» TASK REQUIREMENTS
Rewrite the section of the text on commutative rings that begins at the words "14 February, 2009" and stops after "to another course.", replacing "polynomials" with "polynomial rings".

» TEXT EXTRACT
^^^^^^^^

The isomorphism of the abelian groups $\mathbb{Z}_{mn}=\mathbb{Z}_m\oplus \mathbb{Z}_n$ is in fact also a ring isomorphism: $\mathbb{Z}_{mn}=\mathbb{Z}_m\times \mathbb{Z}_n.$In particular, this implies $\mathbb{Z}^*_{mn}=\mathbb{Z}^*_m\times \mathbb{Z}^*_n.$

Excercise. Show that $\phi(n)=n(1-1/p_1)\dots (1-1/p_\ell),$ where $p_k$‘s are the distinct prime divisors of $n.$

### Commutative rings

14 February, 2009

One operation only often does not capture the whole mathematical picture. Two, or even more, operations are often used, and you have in fact seen examples of such objects in previous courses, such as fields, polynomials, power series, square matrices. What unites these examples together is that they have an abelian group lurking in the background, and a multiplication operation that need not be too nice (with the exception of fields.) In fact, matrix multiplication isn’t ever commutative; we postpond investigating the latter to another course.

^^^^^^^^

» SUPPLIED INFORMATION
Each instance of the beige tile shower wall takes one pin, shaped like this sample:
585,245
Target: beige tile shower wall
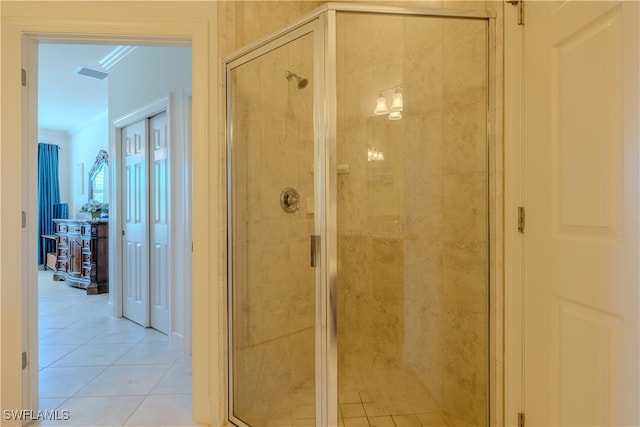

^^^^^^^^

» EXERCISE OUTPUT
14 February, 2009

One operation only often does not capture the whole mathematical picture. Two, or even more, operations are often used, and you have in fact seen examples of such objects in previous courses, such as fields, polynomial rings, power series, square matrices. What unites these examples together is that they have an abelian group lurking in the background, and a multiplication operation that need not be too nice (with the exception of fields.) In fact, matrix multiplication isn’t ever commutative; we postpond investigating the latter to another course.